(Task instructions)
(a) Summarize the oil market report in two sentences.
(b) Answer these questions from the oil market report:
(i) What length of extension did Iran and the U.N.'s nuclear watchdog agree to on Monday?
(ii) At what price per barrel did West Texas Intermediate crude for July delivery settle?
(iii) How much did crude lose the previous week?
(c) Write the next part of the oil market report, picking up after its final sentence.

(Excerpt to read)
---*---

Investing.com - Oil prices jumped as much as 4% Monday as investors across markets recovered their appetite for risk after weeks of obsessing over inflation worries. 

Bets that U.S. roads will see a surfeit of motorists over the three-day long weekend break stretching into Monday’s Memorial Day added octane to the rally. 

Aside from these, oil longs leaned on the $80 per-barrel mantra regurgitated by Goldman Sachs (NYSE:GS) and reports from the weekend that Tehran had closed surveillance on its nuclear sites which were crucial for advancing talks to remove U.S. sanctions on crude exports. 

(Iran and the U.N.’s nuclear watchdog agreed Monday to a one-month extension to a deal on surveillance cameras at Tehran’s atomic sites, but the update was lost in crude’s bull stampede coming after last week’s 3% loss)

West Texas Intermediate crude for July delivery, the benchmark for U.S. oil, settled up $2.47, or 3.9%, at $66.05 per barrel. 

Brent crude for July delivery, which acts as the global benchmark for oil, settled up $1.93, or 2.9%, at $68.37. 

Oil rallied amid risk-on appetite across Wall Street that unanimously lifted stocks on the Dow, S&P 500 and Nasdaq indexes.

---*---

Point-per-instance localization data:
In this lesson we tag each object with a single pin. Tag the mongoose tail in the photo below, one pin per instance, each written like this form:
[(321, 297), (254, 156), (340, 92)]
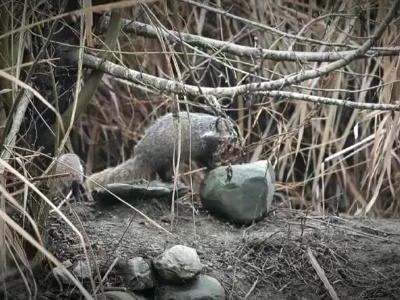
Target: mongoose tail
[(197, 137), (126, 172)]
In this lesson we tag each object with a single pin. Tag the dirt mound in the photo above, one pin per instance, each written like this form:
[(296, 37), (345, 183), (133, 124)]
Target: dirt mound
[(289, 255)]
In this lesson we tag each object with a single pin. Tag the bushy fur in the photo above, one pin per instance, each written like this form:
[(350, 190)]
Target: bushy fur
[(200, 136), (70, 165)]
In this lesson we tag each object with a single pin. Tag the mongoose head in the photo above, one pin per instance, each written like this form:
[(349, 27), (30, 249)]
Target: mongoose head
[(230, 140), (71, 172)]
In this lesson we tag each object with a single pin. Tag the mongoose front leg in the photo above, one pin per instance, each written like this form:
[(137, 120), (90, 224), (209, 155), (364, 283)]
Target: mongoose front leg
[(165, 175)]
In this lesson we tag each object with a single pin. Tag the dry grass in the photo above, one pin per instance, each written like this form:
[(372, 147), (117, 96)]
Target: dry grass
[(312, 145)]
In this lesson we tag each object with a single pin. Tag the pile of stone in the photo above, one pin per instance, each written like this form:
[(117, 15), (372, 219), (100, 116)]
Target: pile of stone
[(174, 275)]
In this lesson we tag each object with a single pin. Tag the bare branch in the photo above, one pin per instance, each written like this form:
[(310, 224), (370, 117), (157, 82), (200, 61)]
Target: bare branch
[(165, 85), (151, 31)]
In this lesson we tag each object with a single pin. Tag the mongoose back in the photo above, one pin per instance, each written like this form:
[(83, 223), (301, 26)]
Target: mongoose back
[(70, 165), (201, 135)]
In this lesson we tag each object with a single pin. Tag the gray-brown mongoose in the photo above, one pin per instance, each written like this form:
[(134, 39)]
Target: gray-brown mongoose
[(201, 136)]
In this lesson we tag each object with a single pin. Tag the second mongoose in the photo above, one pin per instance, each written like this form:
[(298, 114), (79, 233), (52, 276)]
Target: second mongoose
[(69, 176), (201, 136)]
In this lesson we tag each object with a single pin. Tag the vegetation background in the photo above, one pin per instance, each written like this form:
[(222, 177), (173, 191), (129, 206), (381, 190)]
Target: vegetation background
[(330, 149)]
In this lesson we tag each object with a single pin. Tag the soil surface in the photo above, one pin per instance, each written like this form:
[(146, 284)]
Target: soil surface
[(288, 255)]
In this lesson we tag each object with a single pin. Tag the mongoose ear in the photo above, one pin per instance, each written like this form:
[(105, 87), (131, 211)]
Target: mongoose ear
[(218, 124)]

---*---

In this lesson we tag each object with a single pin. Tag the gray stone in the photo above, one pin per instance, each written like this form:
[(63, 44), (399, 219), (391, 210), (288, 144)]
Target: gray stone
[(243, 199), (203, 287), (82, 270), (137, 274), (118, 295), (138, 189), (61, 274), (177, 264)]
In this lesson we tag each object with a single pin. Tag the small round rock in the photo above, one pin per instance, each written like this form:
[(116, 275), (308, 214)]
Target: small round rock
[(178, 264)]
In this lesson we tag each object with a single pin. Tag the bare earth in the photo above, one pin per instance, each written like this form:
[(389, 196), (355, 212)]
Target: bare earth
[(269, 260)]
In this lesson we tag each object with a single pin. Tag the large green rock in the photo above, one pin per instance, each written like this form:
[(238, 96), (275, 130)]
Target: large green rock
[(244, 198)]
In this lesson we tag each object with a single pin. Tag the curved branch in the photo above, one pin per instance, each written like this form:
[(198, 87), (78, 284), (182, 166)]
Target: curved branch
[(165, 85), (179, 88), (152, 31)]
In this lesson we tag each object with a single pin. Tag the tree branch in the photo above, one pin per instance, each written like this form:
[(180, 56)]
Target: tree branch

---*---

(Numbered responses)
(a) Oil prices rose as much as 4% on Monday as investors regained their appetite for risk, with added support from bets on heavy U.S. road travel over the Memorial Day weekend, Goldman Sachs's $80-per-barrel call, and weekend reports that Tehran had closed surveillance on its nuclear sites. West Texas Intermediate for July delivery settled up $2.47 at $66.05 a barrel and Brent settled up $1.93 at $68.37, amid gains for stocks on the Dow, S&P 500 and Nasdaq.

(b)
(i) A one-month extension.
(ii) $66.05 per barrel.
(iii) 3%.

(c)
Also propping up energy markets were expectations that Americans will fill up their tanks at least more than once this week for road trips stretching over the three-day long break into the May 31st Memorial Day holiday. 

The American Automobile Association expects as many as 37 million road travelers on this Memorial Day, up 60% from last year’s pandemic-suppressed 23 million travelers.

In line with that forecast, market intelligence firm Genscape reported a drawdown of nearly 1.4 million barrels of crude at Cushing, Oklahoma, during the week to May 21, indicating that refiners were churning out a surfeit of gasoline, diesel and other fuel products to cope with the anticipated demand.

“It’s certainly a big risk-on day, turbocharged by the strong expectations for weekend driving,” said John Kilduff, partner at New York energy hedge fund Again Capital. 

“The Goldman forecast, of course, is being used tirelessly to advance the case for $80 oil, though we still need to see global travel open up completely to justify that. And the Iran talks will continue, and the additional they put on the market will matter, regardless what the skeptics think. So, I think we’ll give back some of these gains over the coming days as we see progress on those talks again.”

Goldman Sachs said its forecast for $80 Brent later this summer included a potential increase in Iranian oil exports. 

If the sanctions are lifted on Iranian oil, an additional 500,000 to 2 million barrels could reenter the world market anytime between the next three to 18 months, those in the know say.

Sources familiar with Iran’s crude output currently estimate its production at around 2 million barrels daily.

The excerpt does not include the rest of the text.